WORK TASK:
Pick out each line in these entries that contains the string "form".

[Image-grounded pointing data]
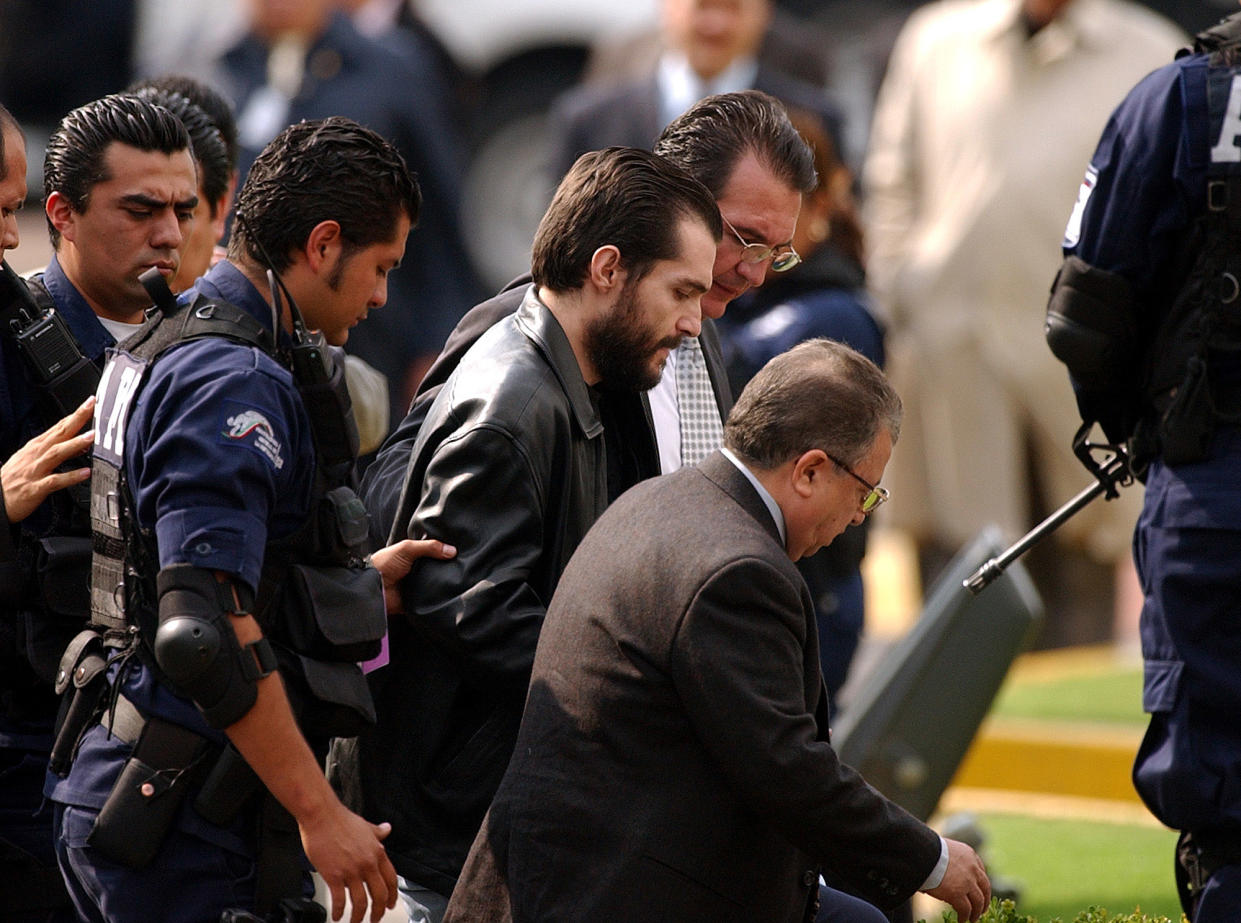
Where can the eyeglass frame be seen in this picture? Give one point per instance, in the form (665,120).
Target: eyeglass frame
(880,495)
(782,261)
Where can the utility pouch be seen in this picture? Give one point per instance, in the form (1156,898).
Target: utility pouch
(142,807)
(335,613)
(81,682)
(344,525)
(228,787)
(1188,424)
(63,571)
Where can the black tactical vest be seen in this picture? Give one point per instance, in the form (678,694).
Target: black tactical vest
(1194,361)
(319,603)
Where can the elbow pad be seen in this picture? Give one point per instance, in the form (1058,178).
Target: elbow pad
(1091,326)
(197,650)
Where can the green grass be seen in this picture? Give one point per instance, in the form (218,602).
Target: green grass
(1065,866)
(1113,696)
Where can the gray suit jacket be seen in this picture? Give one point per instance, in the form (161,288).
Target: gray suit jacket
(674,752)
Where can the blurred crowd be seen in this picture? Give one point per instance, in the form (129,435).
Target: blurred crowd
(931,241)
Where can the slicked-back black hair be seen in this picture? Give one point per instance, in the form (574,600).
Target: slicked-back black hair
(619,196)
(712,135)
(217,108)
(73,161)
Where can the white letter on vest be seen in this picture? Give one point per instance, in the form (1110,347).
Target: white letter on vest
(1226,149)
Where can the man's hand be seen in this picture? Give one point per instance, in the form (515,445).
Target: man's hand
(964,883)
(348,851)
(30,473)
(394,563)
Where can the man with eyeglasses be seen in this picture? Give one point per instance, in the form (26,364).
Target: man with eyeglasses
(673,758)
(745,150)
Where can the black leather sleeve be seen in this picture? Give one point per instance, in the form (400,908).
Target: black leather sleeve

REPLY TO THE TASK:
Where can the eyeglass frame be seen in this picture? Give one point per instance, in the form (665,120).
Where can the utility pouch be seen in this picture? Give one point per instance, in the form (1156,898).
Where can the black tactical vest be seen in this picture? Give one point per instance, in the form (678,694).
Where can the elbow pad be seen in this picture? Give one point per instance, in the form (1058,178).
Where can the green grass be seen in this picture? Give one point per instance, in the form (218,602).
Where can the gray suit jacket be seen in this picture? Give one point per instance, in the form (161,288).
Where can the blurred crowd be seen in this picture? Give one point per instance, in the form (129,435).
Where can the slicked-back black hair be seen in this picture? Give one point per instance, in the form (574,600).
Where can the white letter on vest be seen in this picture? Give one point per instance, in the form (1110,347).
Where can the man's hand be seen in this picture? Give one point per instance, in the form (515,445).
Where can the man with eyeglasses be seen in this picture? Give one point per instance, in the form (26,364).
Where can the black leather sleeve be seen in this picture? Give one point per instance, in the form (400,908).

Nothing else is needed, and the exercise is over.